Problem description: Copy out the data from its beginning through the line that contains "[[[293,266],[340,265],[365,258],[364,228],[300,222],[293,227]]]", and leave the pictures out of your copy.

Available data:
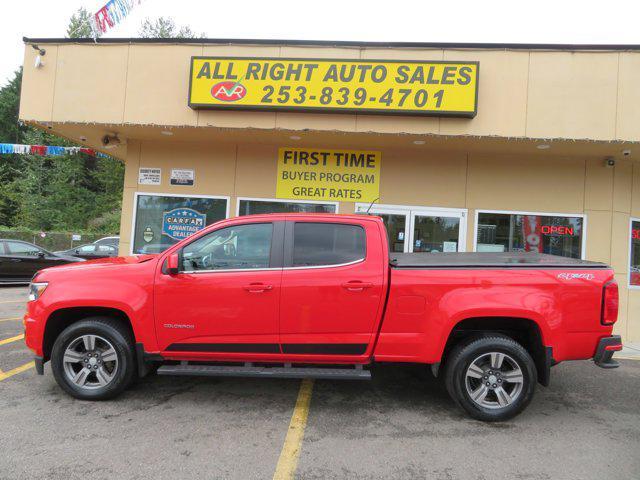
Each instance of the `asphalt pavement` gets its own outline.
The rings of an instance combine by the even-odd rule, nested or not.
[[[0,287],[0,479],[640,478],[637,360],[560,364],[522,415],[496,424],[466,417],[413,366],[306,390],[154,375],[82,402],[48,365],[35,374],[22,339],[1,343],[21,335],[25,299]]]

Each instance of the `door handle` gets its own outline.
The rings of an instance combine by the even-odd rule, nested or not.
[[[273,285],[265,285],[264,283],[250,283],[245,285],[244,288],[249,293],[262,293],[273,288]]]
[[[354,281],[354,282],[347,282],[342,284],[342,288],[346,288],[350,292],[361,292],[365,288],[371,288],[371,287],[373,287],[373,283],[369,283],[369,282]]]

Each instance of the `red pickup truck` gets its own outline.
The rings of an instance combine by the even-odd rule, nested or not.
[[[378,217],[218,222],[159,255],[48,268],[26,343],[74,397],[162,375],[368,379],[429,365],[471,416],[503,420],[565,360],[617,366],[606,265],[534,253],[389,253]]]

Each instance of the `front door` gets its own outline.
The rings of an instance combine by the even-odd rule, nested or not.
[[[326,220],[325,220],[326,221]],[[287,222],[280,341],[309,360],[365,355],[384,303],[376,222]]]
[[[230,225],[183,247],[180,272],[156,279],[160,350],[278,354],[283,231],[284,222]]]
[[[368,209],[358,205],[356,212]],[[370,213],[382,218],[391,253],[466,251],[464,210],[374,205]]]

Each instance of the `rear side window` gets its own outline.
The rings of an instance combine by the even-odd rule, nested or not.
[[[293,266],[340,265],[365,258],[364,228],[300,222],[293,227]]]

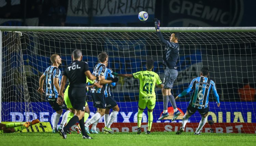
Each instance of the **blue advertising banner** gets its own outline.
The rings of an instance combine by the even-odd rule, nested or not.
[[[137,123],[138,114],[138,102],[118,102],[120,111],[117,118],[114,122]],[[92,102],[88,104],[90,110],[89,119],[94,115],[96,108],[93,106]],[[181,122],[184,113],[186,110],[188,103],[177,102],[177,106],[182,114],[174,122]],[[3,103],[2,109],[2,119],[3,121],[22,122],[30,121],[38,118],[42,122],[51,122],[52,123],[55,111],[52,108],[48,102],[31,103],[26,106],[24,103]],[[217,107],[215,102],[209,102],[210,112],[208,120],[213,120],[217,123],[256,123],[255,110],[256,104],[249,102],[221,102],[220,108]],[[171,107],[168,108],[170,116],[166,119],[157,121],[162,111],[163,103],[157,102],[153,111],[153,122],[168,123],[171,122],[172,118],[173,109]],[[26,112],[25,109],[27,109]],[[145,110],[143,114],[142,122],[147,122],[147,114]],[[103,117],[99,122],[103,121]],[[189,118],[190,122],[199,123],[201,116],[198,112],[191,116]],[[61,120],[61,119],[60,120]]]

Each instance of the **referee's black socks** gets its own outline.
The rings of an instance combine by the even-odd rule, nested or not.
[[[85,128],[84,127],[84,117],[83,117],[82,119],[79,121],[79,125],[81,128],[81,132],[82,132],[82,134],[83,136],[87,137],[88,136],[85,131]]]
[[[78,118],[78,116],[76,115],[74,116],[72,118],[71,118],[71,119],[69,121],[69,122],[68,124],[67,124],[64,128],[63,128],[63,131],[67,133],[67,131],[69,129],[69,128],[71,127],[71,126],[75,125],[75,124],[76,123],[76,122],[77,122],[79,120],[79,118]],[[80,122],[79,122],[79,123],[80,124]],[[85,129],[84,129],[84,130],[85,130]]]

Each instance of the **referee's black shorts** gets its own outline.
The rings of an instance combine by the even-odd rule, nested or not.
[[[73,108],[84,111],[86,101],[85,87],[70,86],[68,90],[69,98]]]
[[[93,106],[94,107],[100,109],[106,108],[106,97],[104,93],[92,93],[91,97],[93,97]]]

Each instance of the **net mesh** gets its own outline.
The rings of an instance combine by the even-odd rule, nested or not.
[[[162,33],[168,39],[171,34]],[[145,70],[146,59],[153,58],[154,71],[162,79],[163,77],[164,45],[155,32],[4,32],[2,34],[2,121],[37,118],[41,122],[53,121],[55,111],[46,101],[45,95],[40,94],[37,90],[39,78],[51,65],[49,57],[53,54],[60,55],[62,64],[59,68],[63,71],[71,61],[72,51],[81,50],[83,60],[88,62],[91,72],[98,63],[98,54],[102,51],[109,55],[107,68],[119,73]],[[221,108],[218,108],[210,92],[208,120],[217,123],[256,122],[253,102],[256,33],[182,32],[181,37],[178,75],[171,91],[174,97],[187,88],[193,78],[200,76],[200,69],[206,67],[209,69],[210,78],[216,84],[221,102]],[[111,87],[111,92],[120,109],[115,125],[122,127],[122,123],[137,122],[139,82],[132,78],[119,78],[117,86]],[[250,88],[246,88],[248,84]],[[163,109],[163,98],[160,89],[155,91],[157,103],[153,122],[171,122],[173,109],[170,104],[170,116],[157,120]],[[181,122],[191,93],[176,101],[182,113],[174,122]],[[92,116],[96,109],[92,106],[89,92],[88,95]],[[142,122],[147,122],[146,110],[143,115]],[[197,125],[200,120],[197,113],[189,122]],[[103,120],[102,117],[99,122]],[[153,128],[162,126],[154,124]]]

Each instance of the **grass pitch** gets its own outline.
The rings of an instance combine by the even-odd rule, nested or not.
[[[1,146],[251,146],[255,145],[255,134],[174,132],[119,132],[114,134],[91,134],[93,140],[83,139],[81,134],[68,134],[66,139],[58,133],[50,132],[14,133],[0,135]]]

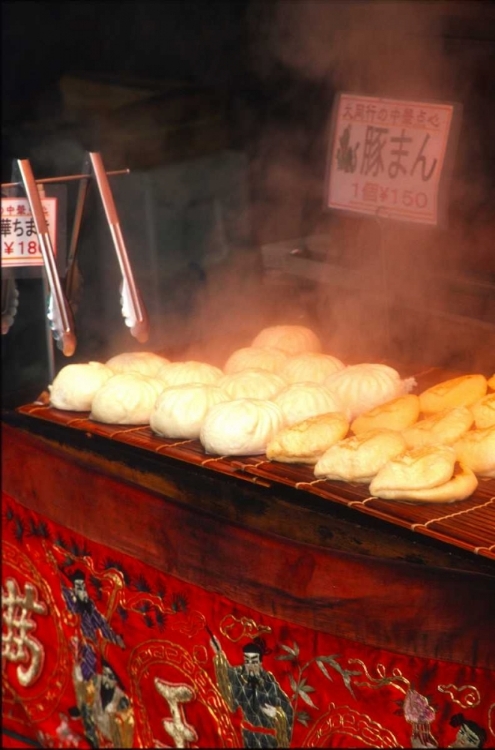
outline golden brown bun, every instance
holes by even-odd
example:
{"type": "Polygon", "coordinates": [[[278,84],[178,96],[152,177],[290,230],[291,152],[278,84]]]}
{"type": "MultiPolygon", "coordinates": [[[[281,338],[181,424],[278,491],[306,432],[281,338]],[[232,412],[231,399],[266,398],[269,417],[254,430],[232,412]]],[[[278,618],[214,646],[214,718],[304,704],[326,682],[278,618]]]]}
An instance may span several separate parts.
{"type": "Polygon", "coordinates": [[[362,432],[325,451],[315,466],[315,477],[369,482],[390,458],[405,450],[400,432],[384,429],[362,432]]]}
{"type": "Polygon", "coordinates": [[[414,393],[408,393],[356,417],[351,430],[355,435],[382,428],[401,431],[413,425],[418,417],[419,398],[414,393]]]}
{"type": "Polygon", "coordinates": [[[318,414],[278,432],[268,443],[267,458],[283,463],[315,464],[330,446],[342,440],[349,422],[339,412],[318,414]]]}
{"type": "Polygon", "coordinates": [[[458,460],[475,474],[495,478],[495,426],[466,432],[453,448],[458,460]]]}
{"type": "MultiPolygon", "coordinates": [[[[372,483],[373,485],[373,483],[372,483]]],[[[422,503],[453,503],[465,500],[478,486],[474,472],[463,464],[455,464],[451,479],[427,490],[378,490],[370,486],[370,492],[383,500],[406,500],[422,503]]]]}
{"type": "Polygon", "coordinates": [[[471,406],[483,398],[488,387],[484,375],[461,375],[444,380],[419,394],[423,414],[436,414],[456,406],[471,406]]]}
{"type": "Polygon", "coordinates": [[[466,406],[432,414],[403,431],[408,448],[421,445],[452,445],[466,433],[474,422],[474,416],[466,406]]]}
{"type": "Polygon", "coordinates": [[[495,425],[495,393],[488,393],[470,407],[478,429],[495,425]]]}
{"type": "Polygon", "coordinates": [[[437,487],[452,479],[455,462],[456,452],[450,446],[414,448],[388,461],[371,482],[370,492],[384,497],[383,492],[437,487]]]}

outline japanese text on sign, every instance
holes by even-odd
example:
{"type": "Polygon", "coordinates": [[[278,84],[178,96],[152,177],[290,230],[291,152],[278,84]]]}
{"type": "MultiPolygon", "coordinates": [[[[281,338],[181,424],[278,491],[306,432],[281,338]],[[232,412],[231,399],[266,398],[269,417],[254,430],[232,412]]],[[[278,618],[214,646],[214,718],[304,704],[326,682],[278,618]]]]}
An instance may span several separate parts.
{"type": "MultiPolygon", "coordinates": [[[[53,252],[57,254],[57,198],[41,201],[53,252]]],[[[2,266],[42,266],[38,234],[27,198],[2,198],[2,266]]]]}
{"type": "Polygon", "coordinates": [[[341,94],[327,206],[437,224],[453,111],[452,104],[341,94]]]}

Answer for the task:
Each instance of the `asphalt pavement` gets its own outline.
The rings of an instance combine by the even-odd rule, nested or not.
[[[0,287],[0,479],[640,478],[637,360],[560,364],[522,415],[496,424],[466,417],[413,366],[306,390],[154,375],[82,402],[48,365],[35,374],[22,339],[1,343],[21,335],[25,299]]]

Each instance of the `door handle` gets its own outline.
The rings of an instance combine by the even-odd rule, nested or not.
[[[273,285],[265,285],[264,283],[250,283],[245,285],[244,288],[249,293],[262,293],[273,288]]]
[[[354,281],[354,282],[347,282],[342,284],[342,288],[346,288],[350,292],[361,292],[365,288],[371,288],[371,287],[373,287],[373,283],[369,283],[369,282]]]

Each instance of the `red pickup truck` gets its own outline.
The rings of an instance combine by the even-odd rule, nested or not.
[[[378,217],[218,222],[159,255],[48,268],[26,343],[74,397],[162,375],[368,379],[429,365],[471,416],[503,420],[565,360],[617,366],[606,265],[534,253],[389,253]]]

Each instance of the `front door` gets its own outline.
The rings of an instance combine by the even-odd rule, nested or not.
[[[326,220],[325,220],[326,221]],[[287,222],[280,341],[309,360],[365,355],[384,303],[376,222]]]
[[[230,225],[183,247],[180,272],[156,279],[160,350],[278,354],[283,231],[284,222]]]
[[[368,209],[358,205],[356,212]],[[370,213],[382,218],[391,253],[466,251],[464,210],[374,205]]]

Each instance of the `rear side window` gets its own outline.
The rings of an instance combine by the even-odd rule, nested or not.
[[[293,266],[340,265],[365,258],[364,228],[300,222],[293,227]]]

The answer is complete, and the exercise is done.